AIM OF THE EXERCISE:
Retype each entry below exactly as it stands.

[Object location annotation data]
++++++

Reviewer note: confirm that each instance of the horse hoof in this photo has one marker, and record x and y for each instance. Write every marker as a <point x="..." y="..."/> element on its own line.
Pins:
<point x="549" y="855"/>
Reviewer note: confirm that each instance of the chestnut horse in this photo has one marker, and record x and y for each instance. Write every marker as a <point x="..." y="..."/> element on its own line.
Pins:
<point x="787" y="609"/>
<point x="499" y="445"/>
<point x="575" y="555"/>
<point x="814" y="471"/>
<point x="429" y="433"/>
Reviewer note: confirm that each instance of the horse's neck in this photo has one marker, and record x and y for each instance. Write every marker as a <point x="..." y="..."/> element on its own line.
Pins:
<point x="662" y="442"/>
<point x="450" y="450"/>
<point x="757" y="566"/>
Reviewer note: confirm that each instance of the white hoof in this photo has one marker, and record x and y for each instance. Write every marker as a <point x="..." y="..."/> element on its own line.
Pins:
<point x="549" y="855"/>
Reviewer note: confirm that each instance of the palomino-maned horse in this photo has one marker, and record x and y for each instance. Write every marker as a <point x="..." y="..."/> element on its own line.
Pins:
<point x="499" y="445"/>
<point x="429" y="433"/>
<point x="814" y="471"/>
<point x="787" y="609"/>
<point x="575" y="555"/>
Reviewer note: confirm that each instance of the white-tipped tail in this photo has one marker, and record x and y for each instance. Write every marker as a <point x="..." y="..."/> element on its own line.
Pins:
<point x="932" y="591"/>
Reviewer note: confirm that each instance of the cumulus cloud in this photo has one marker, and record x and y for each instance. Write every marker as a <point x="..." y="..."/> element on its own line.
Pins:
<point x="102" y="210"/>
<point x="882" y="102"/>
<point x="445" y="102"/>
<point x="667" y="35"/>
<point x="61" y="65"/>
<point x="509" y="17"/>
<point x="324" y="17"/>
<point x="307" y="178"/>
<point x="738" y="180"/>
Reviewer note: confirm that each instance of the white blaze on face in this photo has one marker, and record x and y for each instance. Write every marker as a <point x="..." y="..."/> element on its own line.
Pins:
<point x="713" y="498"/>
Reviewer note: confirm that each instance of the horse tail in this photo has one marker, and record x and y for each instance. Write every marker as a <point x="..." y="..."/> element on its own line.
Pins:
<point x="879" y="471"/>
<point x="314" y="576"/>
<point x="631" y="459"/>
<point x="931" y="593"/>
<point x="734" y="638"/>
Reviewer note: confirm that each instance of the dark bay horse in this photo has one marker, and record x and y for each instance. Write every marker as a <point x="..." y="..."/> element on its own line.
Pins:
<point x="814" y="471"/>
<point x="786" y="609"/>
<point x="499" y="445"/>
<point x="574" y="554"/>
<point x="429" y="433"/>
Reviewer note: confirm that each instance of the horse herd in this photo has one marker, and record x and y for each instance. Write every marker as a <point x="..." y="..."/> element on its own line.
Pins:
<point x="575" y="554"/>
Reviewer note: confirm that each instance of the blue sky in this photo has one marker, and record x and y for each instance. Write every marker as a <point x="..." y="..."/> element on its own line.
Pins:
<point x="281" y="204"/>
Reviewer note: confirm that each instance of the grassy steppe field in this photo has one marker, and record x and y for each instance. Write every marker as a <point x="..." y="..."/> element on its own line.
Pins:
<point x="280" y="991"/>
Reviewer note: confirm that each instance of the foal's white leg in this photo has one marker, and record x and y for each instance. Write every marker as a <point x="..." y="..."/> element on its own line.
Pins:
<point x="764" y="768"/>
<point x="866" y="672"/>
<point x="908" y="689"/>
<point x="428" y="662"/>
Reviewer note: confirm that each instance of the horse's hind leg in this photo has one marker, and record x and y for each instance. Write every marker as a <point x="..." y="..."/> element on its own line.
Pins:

++++++

WRITTEN REPLY:
Reviewer note: confirm that each instance of the horse hoof in this photo has one marker, and record x and y for each instance. Write every marker as a <point x="..." y="..."/> element on its own line.
Pins:
<point x="549" y="855"/>
Reviewer note: confirm that each instance of the chestnut horse in this photo has one marker, and record x and y for each instance. Write every marker as a <point x="..." y="..."/> element on its own line.
Pins:
<point x="787" y="609"/>
<point x="499" y="445"/>
<point x="575" y="555"/>
<point x="814" y="471"/>
<point x="429" y="433"/>
Reviewer note: confirm that each instance of the horse's neck in this photo has one marker, and record x and y for each instance. Write every marker as a <point x="..." y="..."/> element on its own line.
Pins:
<point x="662" y="442"/>
<point x="450" y="450"/>
<point x="757" y="566"/>
Reviewer note: confirm that each instance of the white hoof in this photo has one marker, and record x and y for each instance. Write every marker as a <point x="..." y="..."/> element on its own line.
Pins:
<point x="549" y="855"/>
Reviewer note: confirm that each instance of the palomino-maned horse in this photo has one marker, and record x and y for each instance. Write every marker as a <point x="..." y="..."/> element on its own line.
Pins:
<point x="499" y="445"/>
<point x="429" y="433"/>
<point x="814" y="471"/>
<point x="787" y="609"/>
<point x="575" y="555"/>
Reviewer note: confirm that each instance of the white-tipped tail in this photo has one marker, and record x and y for each instance. Write every marker as a <point x="..." y="..."/> element on its own line.
Pins:
<point x="932" y="591"/>
Reviewer note: confirm that each instance of the cumulus cloud in this photo has one marker, and record x and y for each instance. Write every marker as a <point x="..." y="..."/> element on its own line.
Pins:
<point x="102" y="210"/>
<point x="882" y="102"/>
<point x="445" y="102"/>
<point x="667" y="35"/>
<point x="61" y="65"/>
<point x="509" y="17"/>
<point x="324" y="17"/>
<point x="307" y="178"/>
<point x="738" y="180"/>
Reviewer note: confirm that each instance of the white blaze on face in this photo has one marker, and record x and y for each instance. Write every marker as a <point x="..." y="..."/> element on its own line.
Pins:
<point x="713" y="498"/>
Reviewer note: confirm that each instance of the horse tail in this photo has one marker, and record x and y for each instance. Write every marker as a <point x="..." y="..."/> element on its own line.
Pins:
<point x="879" y="471"/>
<point x="314" y="576"/>
<point x="631" y="459"/>
<point x="931" y="593"/>
<point x="734" y="638"/>
Reviewer note: confirm that each instance of the dark bay horse in this photo has one marker, and record x and y for each instance. Write every marker as a <point x="..." y="..."/> element on its own line.
Pins:
<point x="814" y="471"/>
<point x="786" y="609"/>
<point x="499" y="445"/>
<point x="574" y="554"/>
<point x="429" y="433"/>
Reviewer note: confirm that each instance of the horse herd in this photo has one marker, and record x and y for each instance. Write every marker as a <point x="..." y="..."/> element on its own line.
Pins:
<point x="575" y="554"/>
Reviewer note: confirm that each instance of the blue sky in this photo has one marker, and record x and y for each instance. Write every marker as a <point x="..." y="..."/> element on its own line.
Pins:
<point x="281" y="204"/>
Reviewer note: confirm that each instance of the grassy steppe field in this photo has one marker, and record x and y for each instance. Write every marker as a <point x="..." y="..."/> element on its own line.
Pins:
<point x="280" y="991"/>
Reviewer note: confirm that each instance of the foal's white leg in this photo has one marker, and record x and y for each instance. Write every marker as a <point x="..." y="..."/> element on its own line.
Pins:
<point x="764" y="768"/>
<point x="866" y="672"/>
<point x="908" y="689"/>
<point x="428" y="662"/>
Reviewer note: confirm that each instance of the horse's hind leg in this photo has one marker, and record x and y for each instance. Write every marker as a <point x="..." y="..."/> element on its own line.
Pins:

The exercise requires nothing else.